§ **Do this**
Please write out every row below, keeping each one character for character the same.

[Labeling and segmentation rows]
---+---

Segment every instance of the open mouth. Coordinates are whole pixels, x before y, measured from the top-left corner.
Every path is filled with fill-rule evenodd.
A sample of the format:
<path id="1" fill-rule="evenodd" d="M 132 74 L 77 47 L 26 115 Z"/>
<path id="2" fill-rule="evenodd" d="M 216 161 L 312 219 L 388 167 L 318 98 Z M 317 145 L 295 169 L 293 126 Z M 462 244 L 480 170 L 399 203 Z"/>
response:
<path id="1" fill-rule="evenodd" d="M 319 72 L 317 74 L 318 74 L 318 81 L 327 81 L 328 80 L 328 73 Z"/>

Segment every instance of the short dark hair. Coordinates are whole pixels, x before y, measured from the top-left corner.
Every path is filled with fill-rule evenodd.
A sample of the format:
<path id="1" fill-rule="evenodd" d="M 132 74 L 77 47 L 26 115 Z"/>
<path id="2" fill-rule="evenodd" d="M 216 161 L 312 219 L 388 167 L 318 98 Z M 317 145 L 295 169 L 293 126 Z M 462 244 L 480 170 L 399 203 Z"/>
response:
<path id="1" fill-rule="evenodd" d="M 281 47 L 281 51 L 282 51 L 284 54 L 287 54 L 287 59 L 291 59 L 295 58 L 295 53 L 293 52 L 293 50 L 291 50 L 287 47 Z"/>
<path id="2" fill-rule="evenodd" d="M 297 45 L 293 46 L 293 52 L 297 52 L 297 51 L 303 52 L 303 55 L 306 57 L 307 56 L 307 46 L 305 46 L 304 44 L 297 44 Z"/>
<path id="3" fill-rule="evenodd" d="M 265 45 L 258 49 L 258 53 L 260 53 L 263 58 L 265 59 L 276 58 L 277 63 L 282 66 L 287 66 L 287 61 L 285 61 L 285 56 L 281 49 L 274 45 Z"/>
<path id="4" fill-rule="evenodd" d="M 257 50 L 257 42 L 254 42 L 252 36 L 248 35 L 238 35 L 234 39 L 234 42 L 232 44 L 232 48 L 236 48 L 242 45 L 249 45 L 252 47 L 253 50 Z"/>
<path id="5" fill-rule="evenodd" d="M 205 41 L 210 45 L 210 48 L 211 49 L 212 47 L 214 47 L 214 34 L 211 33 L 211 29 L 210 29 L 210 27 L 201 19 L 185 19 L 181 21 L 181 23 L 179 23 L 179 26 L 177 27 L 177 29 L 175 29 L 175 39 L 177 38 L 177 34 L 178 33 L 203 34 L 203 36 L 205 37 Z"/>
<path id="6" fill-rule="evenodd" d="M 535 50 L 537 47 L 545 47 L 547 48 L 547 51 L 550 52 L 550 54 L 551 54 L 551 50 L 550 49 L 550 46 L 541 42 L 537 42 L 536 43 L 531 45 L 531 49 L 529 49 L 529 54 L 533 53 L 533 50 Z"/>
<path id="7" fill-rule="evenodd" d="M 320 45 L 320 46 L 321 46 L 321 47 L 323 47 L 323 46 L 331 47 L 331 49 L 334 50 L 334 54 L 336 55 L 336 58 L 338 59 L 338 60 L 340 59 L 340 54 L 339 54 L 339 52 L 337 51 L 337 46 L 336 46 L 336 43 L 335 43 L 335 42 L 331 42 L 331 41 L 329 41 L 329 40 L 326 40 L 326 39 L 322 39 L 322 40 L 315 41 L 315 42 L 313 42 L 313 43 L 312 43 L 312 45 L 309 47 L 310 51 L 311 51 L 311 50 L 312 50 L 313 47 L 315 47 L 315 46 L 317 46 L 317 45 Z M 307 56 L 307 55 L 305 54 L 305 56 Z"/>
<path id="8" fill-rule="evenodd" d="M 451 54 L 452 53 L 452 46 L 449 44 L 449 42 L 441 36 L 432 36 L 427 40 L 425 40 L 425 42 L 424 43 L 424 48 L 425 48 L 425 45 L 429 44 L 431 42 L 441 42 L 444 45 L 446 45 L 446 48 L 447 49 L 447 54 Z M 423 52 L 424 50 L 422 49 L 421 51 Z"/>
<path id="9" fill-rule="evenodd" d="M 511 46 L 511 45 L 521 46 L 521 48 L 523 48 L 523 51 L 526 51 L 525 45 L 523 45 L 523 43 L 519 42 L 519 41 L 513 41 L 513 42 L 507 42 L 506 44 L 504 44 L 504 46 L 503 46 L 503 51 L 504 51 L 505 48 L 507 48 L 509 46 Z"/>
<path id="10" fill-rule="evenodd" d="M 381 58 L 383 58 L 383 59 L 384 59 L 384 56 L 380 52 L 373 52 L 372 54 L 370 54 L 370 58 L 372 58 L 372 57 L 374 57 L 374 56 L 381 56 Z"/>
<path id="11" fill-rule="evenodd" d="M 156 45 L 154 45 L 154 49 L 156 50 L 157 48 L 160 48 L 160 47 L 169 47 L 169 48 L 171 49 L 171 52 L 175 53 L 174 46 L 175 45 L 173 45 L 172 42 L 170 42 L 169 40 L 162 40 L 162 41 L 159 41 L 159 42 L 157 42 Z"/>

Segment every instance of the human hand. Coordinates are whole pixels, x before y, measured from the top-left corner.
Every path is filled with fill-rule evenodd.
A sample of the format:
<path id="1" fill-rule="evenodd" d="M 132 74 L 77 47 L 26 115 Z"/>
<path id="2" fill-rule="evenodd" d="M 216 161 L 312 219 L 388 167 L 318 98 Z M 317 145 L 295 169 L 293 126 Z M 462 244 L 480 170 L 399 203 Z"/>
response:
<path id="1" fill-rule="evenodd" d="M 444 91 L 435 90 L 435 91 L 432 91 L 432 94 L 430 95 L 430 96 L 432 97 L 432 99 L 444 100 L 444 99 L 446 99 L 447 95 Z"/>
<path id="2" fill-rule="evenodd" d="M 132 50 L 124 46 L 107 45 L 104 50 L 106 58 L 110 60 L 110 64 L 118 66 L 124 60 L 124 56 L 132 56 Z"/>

---+---

§ **Result of this exercise**
Segment every instance of the open mouth. Coordinates are whole pixels, x before y, measured from the top-left corner.
Every path is filled with fill-rule evenodd.
A sample of the format:
<path id="1" fill-rule="evenodd" d="M 132 74 L 77 47 L 26 115 Z"/>
<path id="2" fill-rule="evenodd" d="M 216 161 L 312 219 L 388 167 L 318 98 Z M 317 145 L 295 169 L 293 126 Z M 462 244 L 480 170 L 399 203 Z"/>
response:
<path id="1" fill-rule="evenodd" d="M 319 72 L 317 74 L 318 74 L 318 81 L 327 81 L 328 80 L 328 73 Z"/>

Segment every instance of the short dark hair. Coordinates are whole pixels, x before y, measured from the top-left corner.
Every path is filled with fill-rule evenodd.
A sample of the format:
<path id="1" fill-rule="evenodd" d="M 132 74 L 77 47 L 26 115 Z"/>
<path id="2" fill-rule="evenodd" d="M 216 161 L 312 219 L 388 167 L 318 98 Z M 317 145 L 295 169 L 293 126 Z M 462 244 L 480 170 L 399 203 Z"/>
response:
<path id="1" fill-rule="evenodd" d="M 281 47 L 281 51 L 282 51 L 284 54 L 287 54 L 287 59 L 291 59 L 295 58 L 295 53 L 293 52 L 293 50 L 291 50 L 287 47 Z"/>
<path id="2" fill-rule="evenodd" d="M 297 45 L 293 46 L 293 52 L 297 52 L 297 51 L 303 52 L 303 55 L 306 57 L 307 56 L 307 46 L 305 46 L 304 44 L 297 44 Z"/>
<path id="3" fill-rule="evenodd" d="M 265 45 L 258 49 L 258 53 L 260 53 L 263 58 L 265 59 L 276 58 L 277 63 L 282 66 L 287 66 L 287 61 L 285 61 L 285 56 L 281 49 L 274 45 Z"/>
<path id="4" fill-rule="evenodd" d="M 257 50 L 257 42 L 254 42 L 252 36 L 248 35 L 238 35 L 234 39 L 234 42 L 232 44 L 232 48 L 236 48 L 242 45 L 249 45 L 252 47 L 253 50 Z"/>
<path id="5" fill-rule="evenodd" d="M 205 41 L 210 45 L 210 48 L 211 49 L 212 47 L 214 47 L 214 34 L 211 33 L 211 29 L 210 29 L 210 27 L 201 19 L 185 19 L 181 21 L 181 23 L 179 23 L 179 26 L 177 27 L 177 29 L 175 29 L 175 39 L 177 38 L 177 34 L 178 33 L 203 34 L 203 36 L 205 37 Z"/>
<path id="6" fill-rule="evenodd" d="M 535 50 L 537 47 L 545 47 L 547 48 L 547 51 L 550 52 L 550 54 L 551 54 L 551 50 L 550 49 L 550 46 L 541 42 L 537 42 L 536 43 L 531 45 L 531 49 L 529 49 L 529 54 L 533 53 L 533 50 Z"/>
<path id="7" fill-rule="evenodd" d="M 320 45 L 320 46 L 321 46 L 321 47 L 323 47 L 323 46 L 331 47 L 331 49 L 334 50 L 334 54 L 336 55 L 336 58 L 338 59 L 338 60 L 340 59 L 340 54 L 339 54 L 339 52 L 337 51 L 337 46 L 336 46 L 336 43 L 335 43 L 335 42 L 331 42 L 331 41 L 329 41 L 329 40 L 326 40 L 326 39 L 322 39 L 322 40 L 315 41 L 315 42 L 313 42 L 313 43 L 312 43 L 312 45 L 309 47 L 310 51 L 311 51 L 311 50 L 312 50 L 313 47 L 315 47 L 315 46 L 317 46 L 317 45 Z M 307 56 L 307 55 L 305 54 L 305 56 Z"/>
<path id="8" fill-rule="evenodd" d="M 451 54 L 452 53 L 452 46 L 449 44 L 449 42 L 441 36 L 432 36 L 427 40 L 425 40 L 425 42 L 424 43 L 424 48 L 425 48 L 425 45 L 429 44 L 431 42 L 441 42 L 444 45 L 446 45 L 446 48 L 447 49 L 447 54 Z M 423 52 L 424 50 L 422 49 L 421 51 Z"/>
<path id="9" fill-rule="evenodd" d="M 511 46 L 511 45 L 521 46 L 521 48 L 523 48 L 523 51 L 526 51 L 525 45 L 523 45 L 523 43 L 519 42 L 519 41 L 513 41 L 513 42 L 507 42 L 506 44 L 504 44 L 504 46 L 503 46 L 503 51 L 504 51 L 505 48 L 507 48 L 509 46 Z"/>
<path id="10" fill-rule="evenodd" d="M 381 58 L 383 58 L 383 59 L 384 59 L 384 56 L 380 52 L 373 52 L 372 54 L 370 54 L 370 58 L 372 58 L 372 57 L 374 57 L 374 56 L 381 56 Z"/>
<path id="11" fill-rule="evenodd" d="M 156 45 L 154 45 L 154 49 L 156 50 L 157 48 L 160 48 L 160 47 L 169 47 L 169 48 L 171 49 L 171 52 L 175 53 L 174 46 L 175 45 L 173 45 L 172 42 L 170 42 L 169 40 L 162 40 L 162 41 L 159 41 L 159 42 L 157 42 Z"/>

Segment every instance of the human hand. Coordinates are whole pixels, x before y, measured from the top-left corner.
Every path is filled with fill-rule evenodd.
A sample of the format:
<path id="1" fill-rule="evenodd" d="M 132 74 L 77 47 L 26 115 Z"/>
<path id="2" fill-rule="evenodd" d="M 216 161 L 312 219 L 388 167 L 318 98 Z M 317 145 L 295 169 L 293 126 Z M 462 244 L 480 170 L 399 203 Z"/>
response:
<path id="1" fill-rule="evenodd" d="M 444 91 L 435 90 L 435 91 L 432 91 L 432 94 L 430 95 L 430 96 L 432 97 L 432 99 L 444 100 L 444 99 L 446 99 L 447 95 Z"/>
<path id="2" fill-rule="evenodd" d="M 132 50 L 124 46 L 107 45 L 104 50 L 106 58 L 110 60 L 110 64 L 118 66 L 124 60 L 124 56 L 132 56 Z"/>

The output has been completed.